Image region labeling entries
------------------------------------

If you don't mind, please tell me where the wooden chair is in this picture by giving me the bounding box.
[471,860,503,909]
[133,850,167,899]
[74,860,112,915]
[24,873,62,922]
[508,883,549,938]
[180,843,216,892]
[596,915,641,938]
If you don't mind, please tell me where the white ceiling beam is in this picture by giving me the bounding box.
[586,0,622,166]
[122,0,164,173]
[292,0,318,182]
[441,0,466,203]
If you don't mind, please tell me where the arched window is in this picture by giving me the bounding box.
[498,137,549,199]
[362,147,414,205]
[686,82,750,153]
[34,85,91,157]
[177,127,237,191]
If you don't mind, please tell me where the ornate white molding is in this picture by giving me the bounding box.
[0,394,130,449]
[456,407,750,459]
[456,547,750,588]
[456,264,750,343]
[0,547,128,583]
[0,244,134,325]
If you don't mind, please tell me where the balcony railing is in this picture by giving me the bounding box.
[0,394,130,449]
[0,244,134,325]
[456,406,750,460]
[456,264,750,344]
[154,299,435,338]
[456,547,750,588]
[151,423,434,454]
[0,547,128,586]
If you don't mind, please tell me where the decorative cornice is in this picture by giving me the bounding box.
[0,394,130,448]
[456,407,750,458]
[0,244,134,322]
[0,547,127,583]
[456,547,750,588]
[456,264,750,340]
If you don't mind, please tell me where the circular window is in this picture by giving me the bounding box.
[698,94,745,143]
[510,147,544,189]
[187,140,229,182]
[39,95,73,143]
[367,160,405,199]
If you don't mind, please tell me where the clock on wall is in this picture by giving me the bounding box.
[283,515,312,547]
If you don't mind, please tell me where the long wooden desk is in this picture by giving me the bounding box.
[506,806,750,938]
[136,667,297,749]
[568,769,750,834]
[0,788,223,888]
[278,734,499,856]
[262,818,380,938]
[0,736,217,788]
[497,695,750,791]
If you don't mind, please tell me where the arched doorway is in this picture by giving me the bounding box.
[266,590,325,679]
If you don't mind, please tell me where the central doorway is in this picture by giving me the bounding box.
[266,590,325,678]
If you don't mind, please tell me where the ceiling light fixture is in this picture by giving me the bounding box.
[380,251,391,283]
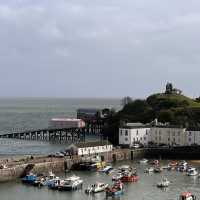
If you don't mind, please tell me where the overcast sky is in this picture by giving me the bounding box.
[0,0,200,97]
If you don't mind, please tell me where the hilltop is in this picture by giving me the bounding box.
[104,84,200,143]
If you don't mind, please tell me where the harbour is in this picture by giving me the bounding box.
[0,161,200,200]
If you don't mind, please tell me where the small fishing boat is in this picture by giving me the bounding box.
[176,165,187,172]
[169,161,178,167]
[0,164,8,169]
[144,167,154,173]
[187,167,198,176]
[85,183,108,194]
[154,167,163,173]
[105,181,124,197]
[112,172,123,181]
[21,173,37,184]
[44,171,56,186]
[33,176,46,187]
[140,158,148,164]
[178,160,188,167]
[120,172,139,182]
[151,160,160,165]
[100,165,113,173]
[58,175,83,191]
[157,178,170,187]
[46,177,64,190]
[118,165,131,171]
[179,192,196,200]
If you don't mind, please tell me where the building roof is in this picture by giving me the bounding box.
[51,118,82,122]
[152,125,185,129]
[119,126,151,129]
[74,140,112,148]
[186,127,200,131]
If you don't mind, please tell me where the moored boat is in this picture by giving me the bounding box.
[105,181,124,197]
[140,158,148,164]
[144,167,154,173]
[120,172,139,182]
[154,167,163,173]
[46,177,63,190]
[151,160,160,165]
[100,165,113,173]
[112,172,123,181]
[21,173,37,184]
[179,192,196,200]
[58,175,83,191]
[85,183,108,194]
[187,167,198,176]
[157,178,170,187]
[33,176,46,187]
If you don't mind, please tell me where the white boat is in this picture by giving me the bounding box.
[85,183,108,194]
[58,175,83,191]
[144,167,154,173]
[179,192,196,200]
[118,165,131,171]
[0,164,8,169]
[157,178,170,187]
[100,165,113,173]
[178,160,188,167]
[112,172,123,181]
[187,167,198,176]
[46,177,64,190]
[140,158,148,164]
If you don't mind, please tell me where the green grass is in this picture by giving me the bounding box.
[156,93,200,107]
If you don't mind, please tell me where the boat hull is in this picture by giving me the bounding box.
[58,183,83,191]
[121,176,139,182]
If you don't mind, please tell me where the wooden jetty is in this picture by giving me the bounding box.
[0,123,103,142]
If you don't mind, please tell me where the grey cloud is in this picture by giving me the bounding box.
[0,0,200,97]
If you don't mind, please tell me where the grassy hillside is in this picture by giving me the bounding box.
[103,93,200,144]
[118,93,200,126]
[147,93,200,110]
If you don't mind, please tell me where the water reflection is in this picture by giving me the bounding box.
[0,162,200,200]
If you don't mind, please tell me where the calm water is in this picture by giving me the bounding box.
[0,162,200,200]
[0,98,120,156]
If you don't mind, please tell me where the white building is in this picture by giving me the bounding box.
[119,123,150,147]
[186,128,200,146]
[67,141,113,156]
[150,126,187,146]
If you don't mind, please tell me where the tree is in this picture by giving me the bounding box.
[121,96,133,107]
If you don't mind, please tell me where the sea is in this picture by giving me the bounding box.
[0,98,121,157]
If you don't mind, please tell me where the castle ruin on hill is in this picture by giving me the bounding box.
[165,83,182,94]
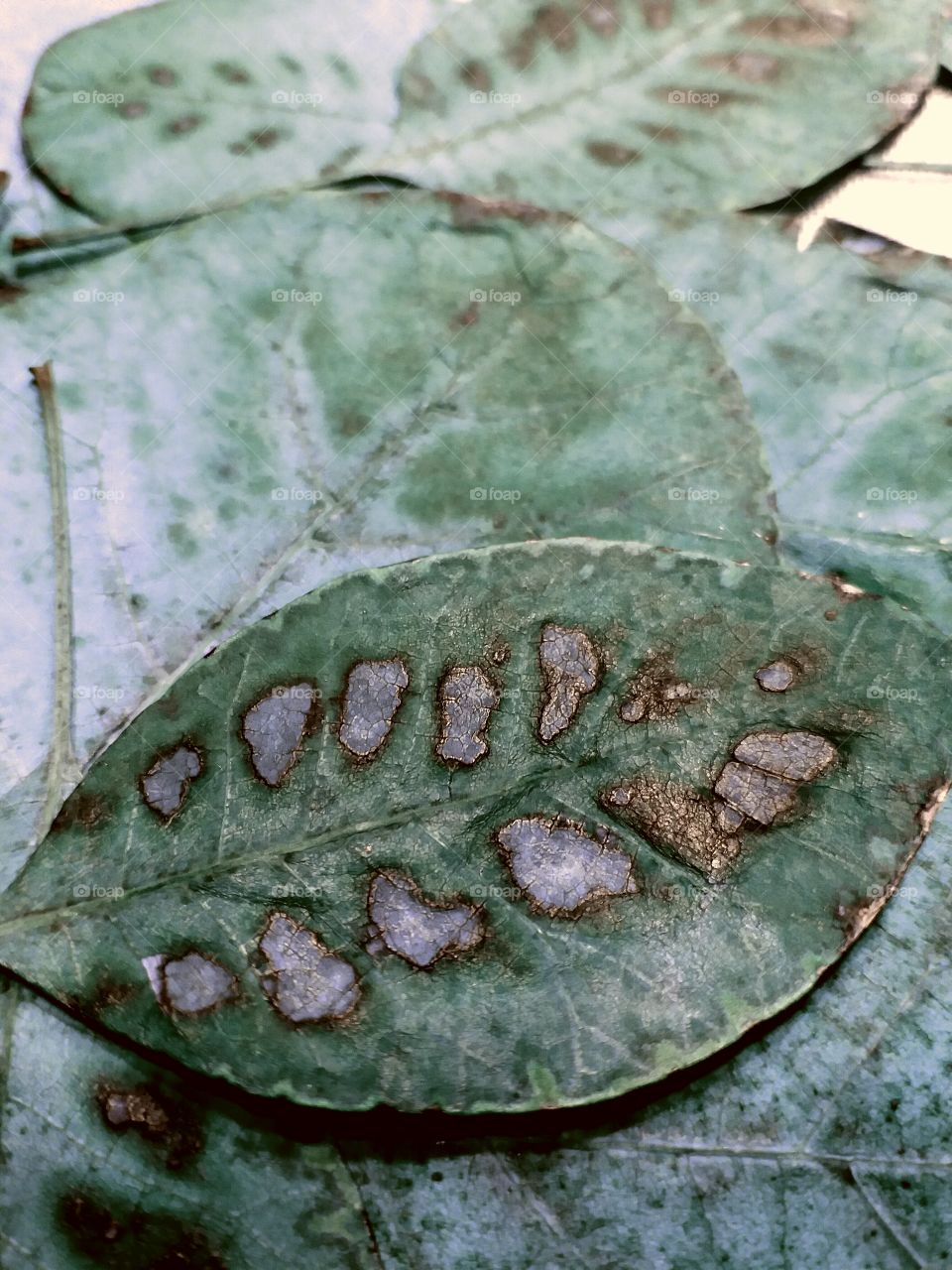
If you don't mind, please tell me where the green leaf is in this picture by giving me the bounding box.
[0,185,772,883]
[24,0,942,221]
[602,216,952,631]
[0,985,378,1270]
[344,787,952,1270]
[23,0,443,219]
[0,541,947,1110]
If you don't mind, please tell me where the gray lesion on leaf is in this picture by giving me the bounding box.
[241,681,320,789]
[142,952,237,1016]
[496,816,639,917]
[618,653,701,724]
[754,657,798,693]
[436,666,500,767]
[599,776,744,881]
[139,740,202,822]
[538,622,602,743]
[337,657,410,758]
[258,913,361,1024]
[367,870,486,970]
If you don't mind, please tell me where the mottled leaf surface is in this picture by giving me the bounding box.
[0,543,947,1110]
[0,185,772,883]
[23,0,443,221]
[602,213,952,630]
[345,792,952,1270]
[0,985,378,1270]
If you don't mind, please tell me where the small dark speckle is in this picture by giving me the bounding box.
[165,114,202,137]
[149,66,178,87]
[585,141,641,168]
[212,63,251,83]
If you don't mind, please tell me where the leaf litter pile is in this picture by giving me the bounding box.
[0,0,952,1270]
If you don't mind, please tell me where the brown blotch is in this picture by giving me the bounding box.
[149,66,178,87]
[95,1080,204,1170]
[738,5,853,49]
[228,128,285,155]
[212,63,251,83]
[459,61,493,92]
[435,190,574,230]
[579,0,621,38]
[585,141,641,168]
[50,790,105,833]
[165,114,202,137]
[701,50,781,83]
[618,652,701,724]
[56,1190,227,1270]
[507,4,577,71]
[598,776,743,881]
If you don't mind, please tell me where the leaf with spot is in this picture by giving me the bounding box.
[0,541,948,1110]
[23,0,443,221]
[0,184,774,889]
[24,0,942,222]
[0,984,378,1270]
[602,212,952,632]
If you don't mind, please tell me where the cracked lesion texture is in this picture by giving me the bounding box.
[734,731,837,781]
[754,658,797,693]
[140,744,202,821]
[241,682,318,788]
[496,816,638,917]
[142,952,237,1015]
[337,657,410,758]
[538,622,602,743]
[618,654,698,722]
[258,913,361,1024]
[599,776,743,881]
[367,872,485,969]
[436,666,499,766]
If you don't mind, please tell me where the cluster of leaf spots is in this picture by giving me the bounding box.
[121,622,858,1025]
[599,730,838,881]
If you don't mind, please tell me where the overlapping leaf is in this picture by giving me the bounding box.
[0,541,948,1110]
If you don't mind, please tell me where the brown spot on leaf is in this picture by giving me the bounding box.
[95,1080,204,1170]
[56,1190,227,1270]
[165,114,202,137]
[149,66,178,87]
[738,4,853,49]
[585,141,641,168]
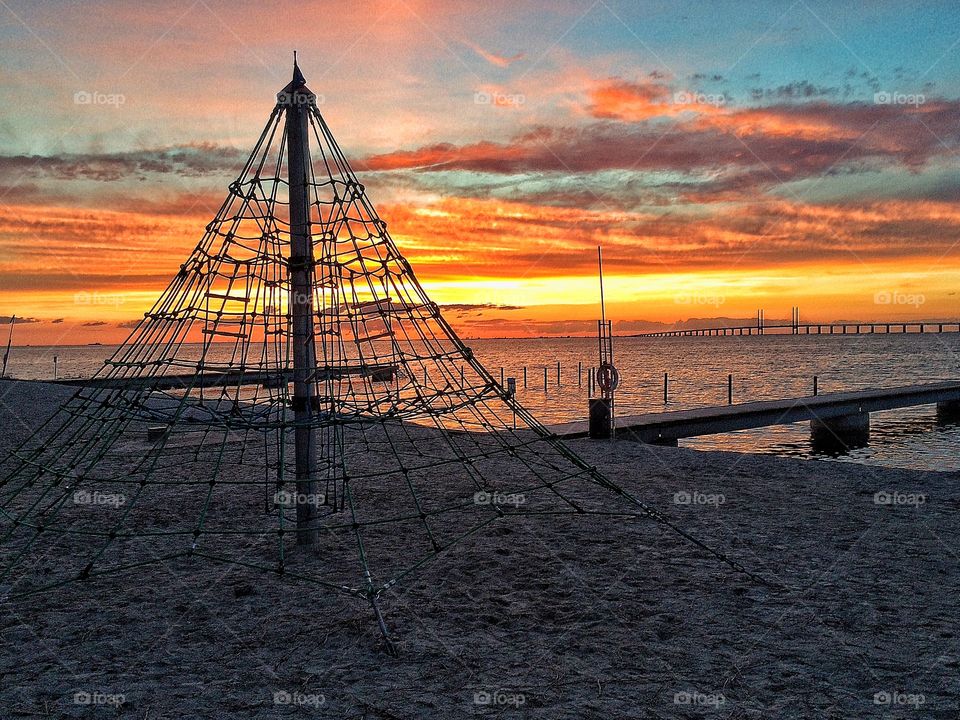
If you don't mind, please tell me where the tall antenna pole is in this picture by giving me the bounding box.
[0,315,17,377]
[282,55,319,545]
[597,245,607,322]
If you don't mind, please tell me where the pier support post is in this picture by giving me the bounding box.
[810,412,870,452]
[589,398,613,440]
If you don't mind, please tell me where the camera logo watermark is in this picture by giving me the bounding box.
[73,490,127,508]
[873,490,927,507]
[673,292,727,307]
[73,690,127,707]
[673,490,727,507]
[273,490,327,507]
[873,90,927,107]
[673,90,727,107]
[473,490,527,507]
[73,90,127,108]
[473,690,527,707]
[673,690,727,710]
[73,292,124,306]
[473,90,527,107]
[273,690,327,708]
[873,690,927,710]
[873,290,927,307]
[277,92,326,105]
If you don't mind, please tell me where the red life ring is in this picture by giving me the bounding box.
[597,363,620,392]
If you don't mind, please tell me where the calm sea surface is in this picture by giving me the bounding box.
[8,334,960,470]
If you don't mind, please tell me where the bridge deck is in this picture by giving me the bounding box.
[548,381,960,443]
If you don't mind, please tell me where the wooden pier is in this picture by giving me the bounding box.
[628,320,960,337]
[548,381,960,447]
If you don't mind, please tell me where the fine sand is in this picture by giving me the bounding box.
[0,381,960,720]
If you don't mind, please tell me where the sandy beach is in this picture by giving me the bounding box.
[0,381,960,719]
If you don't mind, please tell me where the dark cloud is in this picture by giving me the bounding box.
[440,303,525,313]
[359,102,960,194]
[0,143,247,181]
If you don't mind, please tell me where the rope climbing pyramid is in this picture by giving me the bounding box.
[0,63,764,643]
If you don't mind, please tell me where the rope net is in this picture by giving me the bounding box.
[0,63,764,636]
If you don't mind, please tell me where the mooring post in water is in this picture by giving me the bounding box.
[281,60,318,545]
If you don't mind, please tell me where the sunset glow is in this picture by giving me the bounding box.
[0,1,960,344]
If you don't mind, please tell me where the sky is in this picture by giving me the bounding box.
[0,0,960,344]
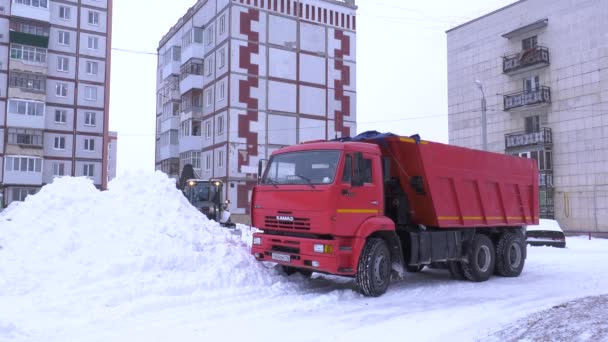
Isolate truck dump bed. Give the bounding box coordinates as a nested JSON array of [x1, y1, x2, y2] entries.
[[370, 136, 539, 228]]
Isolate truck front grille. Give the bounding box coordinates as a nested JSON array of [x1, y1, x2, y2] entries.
[[265, 216, 310, 230]]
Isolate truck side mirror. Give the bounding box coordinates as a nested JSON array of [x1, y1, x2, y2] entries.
[[258, 159, 268, 183], [351, 152, 364, 186]]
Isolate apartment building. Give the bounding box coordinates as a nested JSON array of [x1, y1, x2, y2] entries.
[[156, 0, 357, 216], [0, 0, 116, 205], [447, 0, 608, 232]]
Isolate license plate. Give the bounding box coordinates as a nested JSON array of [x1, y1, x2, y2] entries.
[[272, 253, 291, 262]]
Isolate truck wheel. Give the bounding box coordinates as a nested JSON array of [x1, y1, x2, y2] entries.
[[356, 238, 391, 297], [495, 233, 526, 277], [448, 261, 467, 280], [462, 234, 496, 282]]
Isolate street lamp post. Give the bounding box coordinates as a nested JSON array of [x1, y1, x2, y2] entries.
[[475, 80, 488, 151]]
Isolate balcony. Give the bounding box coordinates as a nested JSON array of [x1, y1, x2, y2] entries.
[[502, 46, 549, 75], [504, 87, 551, 111], [505, 127, 553, 150]]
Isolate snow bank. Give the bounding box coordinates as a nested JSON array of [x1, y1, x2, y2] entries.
[[0, 172, 276, 302]]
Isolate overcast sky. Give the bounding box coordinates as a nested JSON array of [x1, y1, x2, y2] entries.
[[110, 0, 514, 174]]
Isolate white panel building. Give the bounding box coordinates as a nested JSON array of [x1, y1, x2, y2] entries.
[[156, 0, 357, 222], [447, 0, 608, 232]]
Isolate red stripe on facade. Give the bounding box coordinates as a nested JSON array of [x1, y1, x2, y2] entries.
[[334, 30, 350, 137], [238, 8, 258, 171]]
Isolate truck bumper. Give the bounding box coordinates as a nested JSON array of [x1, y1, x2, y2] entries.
[[251, 233, 356, 276]]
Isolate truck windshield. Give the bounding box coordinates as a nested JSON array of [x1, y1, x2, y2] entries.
[[262, 151, 340, 185]]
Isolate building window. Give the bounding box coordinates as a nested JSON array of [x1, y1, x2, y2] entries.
[[217, 116, 224, 135], [217, 150, 224, 167], [55, 109, 68, 124], [8, 99, 45, 116], [87, 61, 99, 75], [9, 71, 46, 93], [205, 121, 213, 139], [89, 11, 99, 26], [11, 44, 46, 63], [52, 163, 65, 177], [59, 6, 71, 20], [220, 14, 226, 34], [84, 138, 95, 152], [205, 153, 211, 171], [4, 157, 42, 173], [53, 137, 65, 150], [84, 112, 97, 126], [58, 31, 70, 45], [55, 82, 68, 97], [521, 36, 538, 51], [8, 127, 42, 147], [15, 0, 49, 8], [87, 36, 99, 50], [84, 86, 97, 101], [57, 56, 70, 72], [218, 49, 226, 68], [83, 164, 95, 177]]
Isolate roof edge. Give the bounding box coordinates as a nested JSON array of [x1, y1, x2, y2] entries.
[[445, 0, 527, 33]]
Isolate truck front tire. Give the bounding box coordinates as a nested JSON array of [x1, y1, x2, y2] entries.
[[356, 238, 392, 297], [462, 234, 496, 282], [496, 232, 526, 277]]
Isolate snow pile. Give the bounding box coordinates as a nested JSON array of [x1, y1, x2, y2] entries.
[[0, 172, 276, 304]]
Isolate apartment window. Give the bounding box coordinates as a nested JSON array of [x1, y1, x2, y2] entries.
[[205, 121, 213, 139], [84, 112, 97, 126], [52, 163, 65, 177], [521, 36, 538, 51], [55, 82, 68, 97], [9, 72, 46, 93], [87, 36, 99, 50], [89, 11, 99, 26], [11, 44, 46, 63], [217, 82, 226, 101], [53, 137, 65, 150], [205, 153, 211, 171], [8, 99, 45, 116], [58, 31, 70, 45], [217, 150, 224, 167], [84, 138, 95, 152], [217, 116, 224, 135], [57, 56, 70, 72], [87, 61, 99, 75], [15, 0, 48, 8], [4, 157, 42, 173], [218, 49, 226, 68], [220, 14, 226, 34], [83, 164, 95, 177], [8, 127, 42, 147], [59, 6, 71, 20], [55, 109, 68, 124], [84, 86, 97, 101]]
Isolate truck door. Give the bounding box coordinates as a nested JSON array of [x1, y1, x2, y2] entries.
[[336, 153, 384, 235]]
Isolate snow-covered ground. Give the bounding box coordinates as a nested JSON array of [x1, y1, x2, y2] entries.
[[0, 173, 608, 342]]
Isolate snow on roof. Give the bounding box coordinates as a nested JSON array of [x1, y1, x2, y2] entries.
[[526, 219, 562, 232]]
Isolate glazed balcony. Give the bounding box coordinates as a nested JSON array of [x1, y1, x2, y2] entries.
[[502, 46, 549, 75], [504, 86, 551, 111], [505, 127, 553, 150]]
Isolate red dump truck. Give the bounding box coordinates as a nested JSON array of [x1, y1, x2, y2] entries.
[[251, 132, 539, 296]]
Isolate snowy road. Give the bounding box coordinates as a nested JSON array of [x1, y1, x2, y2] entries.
[[0, 176, 608, 342]]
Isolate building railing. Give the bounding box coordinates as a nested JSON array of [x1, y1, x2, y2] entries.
[[504, 86, 551, 111], [502, 46, 549, 74], [505, 127, 553, 149]]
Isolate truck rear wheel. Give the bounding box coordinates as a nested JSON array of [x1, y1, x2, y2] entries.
[[496, 233, 526, 277], [356, 238, 392, 297], [462, 234, 496, 282], [448, 261, 467, 280]]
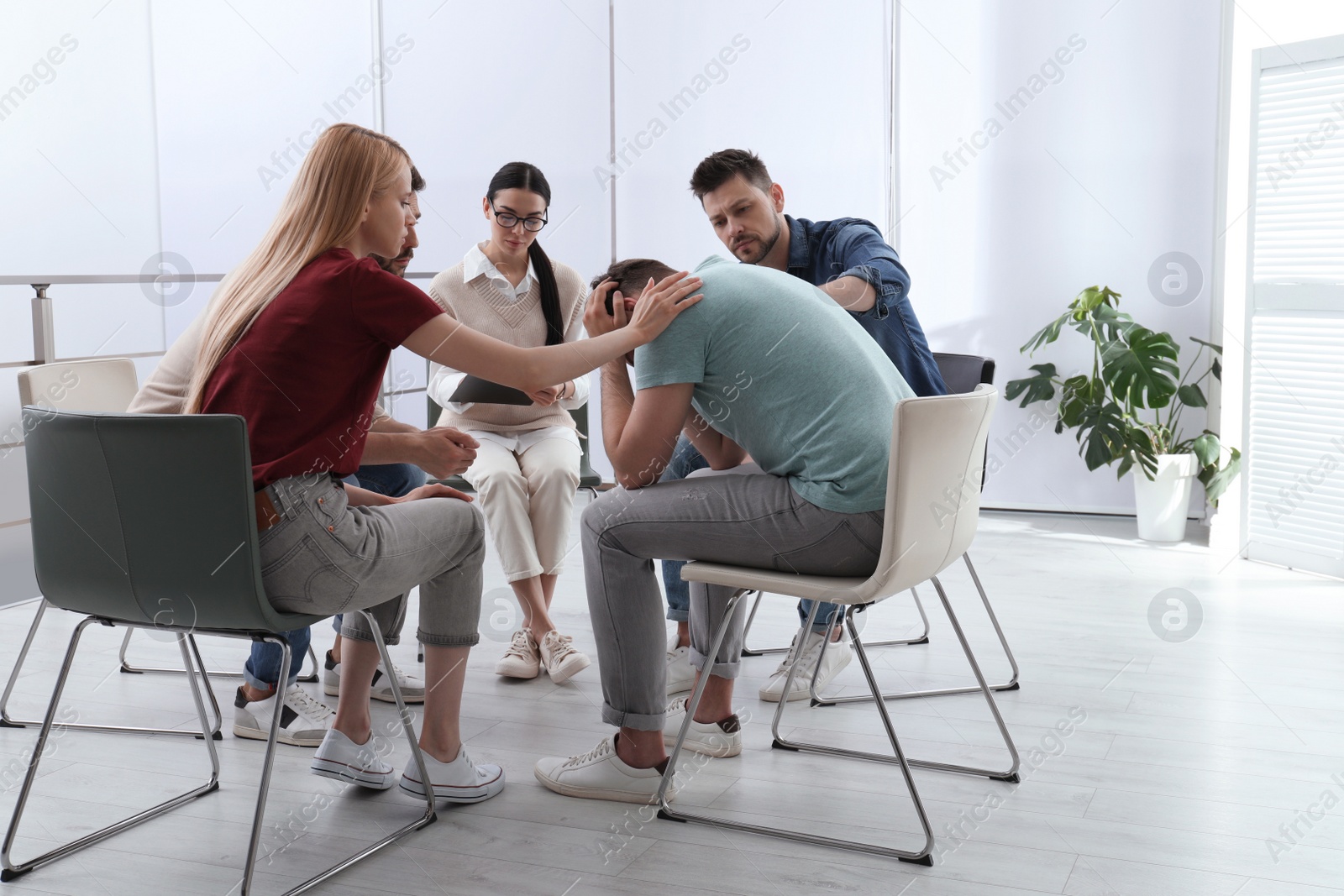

------------------------------------

__Job__. Show every line of the data that contains the string "doorway", copying each one in full.

__Final result__.
If you don't mind, please tell me where the arched doorway is in this picture by giving me the bounding box.
If you don't mind, please tell me where the central doorway is in this picture by giving me the bounding box.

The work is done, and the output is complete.